Image point grounding data
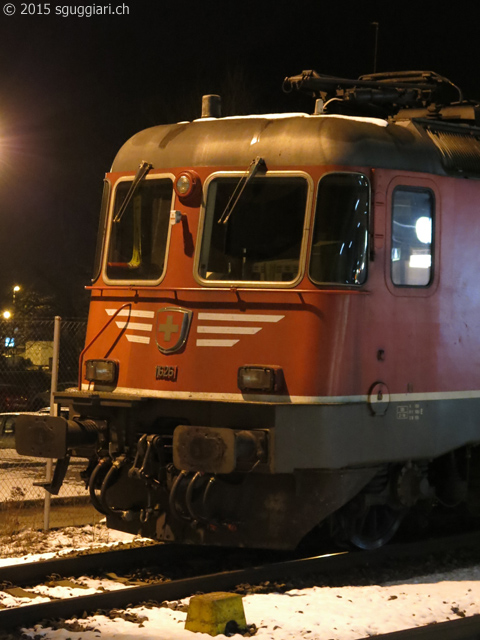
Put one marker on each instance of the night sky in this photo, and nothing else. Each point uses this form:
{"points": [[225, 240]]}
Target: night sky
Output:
{"points": [[74, 89]]}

| Work instructions |
Word for word, copy every line of the data, excluding any pictures.

| Answer section |
Put one marker on each instance of the night sky in this photo, and nothing else. Each point uses this form:
{"points": [[225, 240]]}
Target: night sky
Output:
{"points": [[74, 89]]}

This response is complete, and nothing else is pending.